▶ _REQUIRED ACTION_: Your answer should be each line of the entries that contains the word "pagoda", copied in full.

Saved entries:
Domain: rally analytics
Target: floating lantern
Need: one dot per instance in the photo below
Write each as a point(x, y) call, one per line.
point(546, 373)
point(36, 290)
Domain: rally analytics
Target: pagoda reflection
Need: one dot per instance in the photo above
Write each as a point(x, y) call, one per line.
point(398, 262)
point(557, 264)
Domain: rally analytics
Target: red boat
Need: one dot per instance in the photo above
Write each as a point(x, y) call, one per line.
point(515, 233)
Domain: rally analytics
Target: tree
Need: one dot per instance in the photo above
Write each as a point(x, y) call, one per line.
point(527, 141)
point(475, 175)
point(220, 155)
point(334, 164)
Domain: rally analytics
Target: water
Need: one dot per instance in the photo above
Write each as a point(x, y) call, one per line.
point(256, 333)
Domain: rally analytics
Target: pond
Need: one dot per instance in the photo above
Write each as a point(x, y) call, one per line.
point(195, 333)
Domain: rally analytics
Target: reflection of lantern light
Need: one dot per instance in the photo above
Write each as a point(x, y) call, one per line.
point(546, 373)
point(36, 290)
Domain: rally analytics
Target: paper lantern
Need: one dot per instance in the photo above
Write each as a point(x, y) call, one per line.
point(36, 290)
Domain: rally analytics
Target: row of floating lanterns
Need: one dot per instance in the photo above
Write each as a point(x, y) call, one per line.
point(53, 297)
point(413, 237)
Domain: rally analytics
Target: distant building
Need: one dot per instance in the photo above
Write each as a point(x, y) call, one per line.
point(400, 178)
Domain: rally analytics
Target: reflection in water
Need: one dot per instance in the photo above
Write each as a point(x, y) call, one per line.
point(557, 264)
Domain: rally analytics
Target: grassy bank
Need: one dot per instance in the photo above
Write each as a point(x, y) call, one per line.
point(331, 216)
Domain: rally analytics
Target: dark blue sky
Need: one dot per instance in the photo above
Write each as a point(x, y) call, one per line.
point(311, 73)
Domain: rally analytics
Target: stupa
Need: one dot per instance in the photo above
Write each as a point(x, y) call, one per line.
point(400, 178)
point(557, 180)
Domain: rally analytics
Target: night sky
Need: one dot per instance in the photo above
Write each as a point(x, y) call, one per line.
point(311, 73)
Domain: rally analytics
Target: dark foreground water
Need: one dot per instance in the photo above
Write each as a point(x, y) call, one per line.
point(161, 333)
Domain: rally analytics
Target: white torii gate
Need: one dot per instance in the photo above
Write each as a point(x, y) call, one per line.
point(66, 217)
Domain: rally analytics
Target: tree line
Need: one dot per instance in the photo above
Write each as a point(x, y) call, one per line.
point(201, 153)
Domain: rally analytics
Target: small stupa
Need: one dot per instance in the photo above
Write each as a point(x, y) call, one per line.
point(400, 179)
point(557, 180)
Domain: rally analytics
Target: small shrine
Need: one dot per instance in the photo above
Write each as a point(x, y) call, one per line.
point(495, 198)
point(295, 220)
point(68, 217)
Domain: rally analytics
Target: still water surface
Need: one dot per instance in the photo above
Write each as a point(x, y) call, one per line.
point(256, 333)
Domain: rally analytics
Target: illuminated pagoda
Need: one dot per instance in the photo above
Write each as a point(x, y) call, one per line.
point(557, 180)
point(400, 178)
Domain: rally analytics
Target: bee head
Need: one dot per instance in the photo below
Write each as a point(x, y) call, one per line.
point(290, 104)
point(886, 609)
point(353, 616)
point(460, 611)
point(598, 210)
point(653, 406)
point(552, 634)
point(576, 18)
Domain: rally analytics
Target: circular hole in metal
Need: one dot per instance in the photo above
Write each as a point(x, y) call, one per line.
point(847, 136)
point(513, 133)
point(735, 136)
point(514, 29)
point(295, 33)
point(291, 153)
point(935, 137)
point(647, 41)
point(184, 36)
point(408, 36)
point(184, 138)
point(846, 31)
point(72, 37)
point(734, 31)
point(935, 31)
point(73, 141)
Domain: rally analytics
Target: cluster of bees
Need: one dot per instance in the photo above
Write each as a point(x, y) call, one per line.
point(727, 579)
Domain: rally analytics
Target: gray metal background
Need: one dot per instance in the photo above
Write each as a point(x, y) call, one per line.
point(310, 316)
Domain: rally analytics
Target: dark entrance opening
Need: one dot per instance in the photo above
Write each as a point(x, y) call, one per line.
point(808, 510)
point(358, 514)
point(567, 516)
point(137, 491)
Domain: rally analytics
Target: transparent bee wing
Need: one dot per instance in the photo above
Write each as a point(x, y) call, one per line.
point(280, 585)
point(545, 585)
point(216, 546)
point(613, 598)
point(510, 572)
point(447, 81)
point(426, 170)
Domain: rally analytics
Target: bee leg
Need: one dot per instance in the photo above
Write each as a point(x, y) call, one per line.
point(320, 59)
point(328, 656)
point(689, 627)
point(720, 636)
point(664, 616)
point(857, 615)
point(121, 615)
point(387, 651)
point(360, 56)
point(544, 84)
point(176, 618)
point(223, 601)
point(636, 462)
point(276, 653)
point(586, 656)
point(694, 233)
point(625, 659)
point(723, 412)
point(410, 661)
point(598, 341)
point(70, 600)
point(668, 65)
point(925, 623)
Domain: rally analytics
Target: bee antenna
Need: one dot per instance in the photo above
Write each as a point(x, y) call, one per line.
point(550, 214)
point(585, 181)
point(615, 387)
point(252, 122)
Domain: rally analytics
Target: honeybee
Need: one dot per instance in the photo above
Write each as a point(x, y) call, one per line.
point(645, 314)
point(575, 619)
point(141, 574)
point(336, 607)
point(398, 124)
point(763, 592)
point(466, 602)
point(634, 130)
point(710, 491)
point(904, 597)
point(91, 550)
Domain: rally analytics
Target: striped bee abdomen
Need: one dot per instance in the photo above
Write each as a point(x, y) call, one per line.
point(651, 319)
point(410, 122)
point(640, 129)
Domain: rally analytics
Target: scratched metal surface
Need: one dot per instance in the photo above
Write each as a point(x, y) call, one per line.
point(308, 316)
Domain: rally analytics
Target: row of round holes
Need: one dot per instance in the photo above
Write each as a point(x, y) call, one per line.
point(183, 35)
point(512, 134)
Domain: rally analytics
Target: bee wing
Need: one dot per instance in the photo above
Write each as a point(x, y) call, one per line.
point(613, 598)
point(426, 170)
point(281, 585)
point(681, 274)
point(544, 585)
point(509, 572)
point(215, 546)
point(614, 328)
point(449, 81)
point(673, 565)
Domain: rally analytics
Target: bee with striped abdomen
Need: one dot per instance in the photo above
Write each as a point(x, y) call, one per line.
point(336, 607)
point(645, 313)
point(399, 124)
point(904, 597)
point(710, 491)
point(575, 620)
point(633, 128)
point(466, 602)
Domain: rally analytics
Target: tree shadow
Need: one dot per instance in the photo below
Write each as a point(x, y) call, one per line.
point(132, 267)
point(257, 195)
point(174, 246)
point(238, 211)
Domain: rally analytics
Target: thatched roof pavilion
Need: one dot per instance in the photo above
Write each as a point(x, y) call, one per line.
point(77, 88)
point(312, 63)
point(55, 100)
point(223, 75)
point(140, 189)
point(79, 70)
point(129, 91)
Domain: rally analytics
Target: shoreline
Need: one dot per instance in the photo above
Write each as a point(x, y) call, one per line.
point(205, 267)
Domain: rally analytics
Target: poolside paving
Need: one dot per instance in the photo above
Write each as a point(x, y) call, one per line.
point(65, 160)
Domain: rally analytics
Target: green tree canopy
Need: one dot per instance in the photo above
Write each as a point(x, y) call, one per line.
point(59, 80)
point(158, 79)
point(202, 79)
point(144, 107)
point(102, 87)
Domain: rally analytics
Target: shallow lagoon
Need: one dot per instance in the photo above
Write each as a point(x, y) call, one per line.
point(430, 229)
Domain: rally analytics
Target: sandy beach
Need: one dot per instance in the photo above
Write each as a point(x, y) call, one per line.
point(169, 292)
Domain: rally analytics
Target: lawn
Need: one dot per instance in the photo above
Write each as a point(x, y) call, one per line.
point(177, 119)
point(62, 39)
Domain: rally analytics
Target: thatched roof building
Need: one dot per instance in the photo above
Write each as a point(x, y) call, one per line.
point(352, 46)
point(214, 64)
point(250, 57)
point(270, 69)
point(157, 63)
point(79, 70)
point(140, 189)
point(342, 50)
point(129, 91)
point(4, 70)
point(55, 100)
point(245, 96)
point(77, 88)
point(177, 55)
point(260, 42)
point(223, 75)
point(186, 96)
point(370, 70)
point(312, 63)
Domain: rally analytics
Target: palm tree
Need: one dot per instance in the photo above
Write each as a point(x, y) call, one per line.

...

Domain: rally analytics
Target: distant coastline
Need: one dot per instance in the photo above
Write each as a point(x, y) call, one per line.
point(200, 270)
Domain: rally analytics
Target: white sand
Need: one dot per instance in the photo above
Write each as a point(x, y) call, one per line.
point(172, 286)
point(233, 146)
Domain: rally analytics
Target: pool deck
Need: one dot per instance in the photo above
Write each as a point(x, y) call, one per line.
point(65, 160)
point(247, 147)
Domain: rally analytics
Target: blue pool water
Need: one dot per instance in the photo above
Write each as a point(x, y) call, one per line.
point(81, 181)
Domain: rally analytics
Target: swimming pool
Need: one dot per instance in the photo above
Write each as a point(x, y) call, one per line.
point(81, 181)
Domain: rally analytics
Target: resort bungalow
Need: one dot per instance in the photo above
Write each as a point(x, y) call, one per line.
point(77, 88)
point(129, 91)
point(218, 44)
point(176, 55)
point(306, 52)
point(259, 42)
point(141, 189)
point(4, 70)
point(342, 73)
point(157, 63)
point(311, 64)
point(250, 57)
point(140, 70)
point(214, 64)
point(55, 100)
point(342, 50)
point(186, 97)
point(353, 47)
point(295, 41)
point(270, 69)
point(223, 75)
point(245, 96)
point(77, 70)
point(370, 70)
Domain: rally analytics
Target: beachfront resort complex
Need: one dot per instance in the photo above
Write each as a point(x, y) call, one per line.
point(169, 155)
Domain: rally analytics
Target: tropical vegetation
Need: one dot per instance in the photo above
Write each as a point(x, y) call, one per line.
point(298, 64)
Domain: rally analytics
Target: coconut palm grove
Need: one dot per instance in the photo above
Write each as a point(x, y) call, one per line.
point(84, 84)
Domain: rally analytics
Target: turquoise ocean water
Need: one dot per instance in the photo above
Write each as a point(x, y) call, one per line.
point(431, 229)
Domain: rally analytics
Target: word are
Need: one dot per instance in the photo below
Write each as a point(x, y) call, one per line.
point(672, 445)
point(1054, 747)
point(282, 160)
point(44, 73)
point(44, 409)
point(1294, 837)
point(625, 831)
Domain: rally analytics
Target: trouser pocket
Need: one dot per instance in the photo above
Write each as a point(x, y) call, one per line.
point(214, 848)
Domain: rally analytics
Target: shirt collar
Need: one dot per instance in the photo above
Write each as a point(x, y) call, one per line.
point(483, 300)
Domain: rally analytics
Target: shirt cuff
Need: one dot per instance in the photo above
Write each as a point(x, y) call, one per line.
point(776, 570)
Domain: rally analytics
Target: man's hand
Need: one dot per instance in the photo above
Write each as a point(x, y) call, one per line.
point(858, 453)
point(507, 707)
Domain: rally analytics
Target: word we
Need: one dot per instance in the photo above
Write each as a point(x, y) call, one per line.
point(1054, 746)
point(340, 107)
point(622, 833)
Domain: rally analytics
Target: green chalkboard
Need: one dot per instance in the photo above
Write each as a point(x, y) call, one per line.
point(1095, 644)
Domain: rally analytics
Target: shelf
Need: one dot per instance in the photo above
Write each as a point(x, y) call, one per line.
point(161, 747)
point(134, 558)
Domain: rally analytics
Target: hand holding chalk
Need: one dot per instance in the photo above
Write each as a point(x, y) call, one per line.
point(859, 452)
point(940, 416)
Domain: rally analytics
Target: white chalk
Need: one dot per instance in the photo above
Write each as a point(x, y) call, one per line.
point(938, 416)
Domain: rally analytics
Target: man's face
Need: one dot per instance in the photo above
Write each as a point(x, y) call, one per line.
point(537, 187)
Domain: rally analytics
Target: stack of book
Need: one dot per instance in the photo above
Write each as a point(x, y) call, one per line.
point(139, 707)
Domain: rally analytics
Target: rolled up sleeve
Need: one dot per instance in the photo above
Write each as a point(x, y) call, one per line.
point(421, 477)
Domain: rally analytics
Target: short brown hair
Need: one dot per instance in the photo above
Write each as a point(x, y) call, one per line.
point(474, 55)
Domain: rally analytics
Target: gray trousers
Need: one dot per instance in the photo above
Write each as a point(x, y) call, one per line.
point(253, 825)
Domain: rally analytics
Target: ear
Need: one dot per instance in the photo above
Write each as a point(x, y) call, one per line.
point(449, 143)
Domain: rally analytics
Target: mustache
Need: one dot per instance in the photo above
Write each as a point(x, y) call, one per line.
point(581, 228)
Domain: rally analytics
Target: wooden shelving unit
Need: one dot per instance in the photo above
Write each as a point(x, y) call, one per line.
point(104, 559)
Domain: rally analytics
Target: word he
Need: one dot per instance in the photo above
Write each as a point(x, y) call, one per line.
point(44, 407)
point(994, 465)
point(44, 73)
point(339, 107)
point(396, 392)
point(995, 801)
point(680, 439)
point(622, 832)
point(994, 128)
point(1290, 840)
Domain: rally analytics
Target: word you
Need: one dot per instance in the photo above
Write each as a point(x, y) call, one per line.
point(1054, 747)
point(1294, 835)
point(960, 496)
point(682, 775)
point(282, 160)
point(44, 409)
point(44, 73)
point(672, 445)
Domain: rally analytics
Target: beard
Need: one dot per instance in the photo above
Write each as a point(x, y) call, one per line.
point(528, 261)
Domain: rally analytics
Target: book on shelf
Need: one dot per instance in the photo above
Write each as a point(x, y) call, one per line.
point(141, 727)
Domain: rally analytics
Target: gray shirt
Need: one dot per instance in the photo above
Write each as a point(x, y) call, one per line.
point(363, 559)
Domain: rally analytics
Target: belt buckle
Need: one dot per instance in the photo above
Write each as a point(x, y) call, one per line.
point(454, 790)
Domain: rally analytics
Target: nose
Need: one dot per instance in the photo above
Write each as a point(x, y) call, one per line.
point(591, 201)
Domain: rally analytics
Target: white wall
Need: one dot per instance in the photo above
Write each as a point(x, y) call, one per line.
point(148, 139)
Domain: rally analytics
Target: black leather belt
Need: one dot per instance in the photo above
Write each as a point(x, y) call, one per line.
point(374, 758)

▶ _EXERCISE RESULT_:
Target: pagoda reflection
Target: illuminated pagoda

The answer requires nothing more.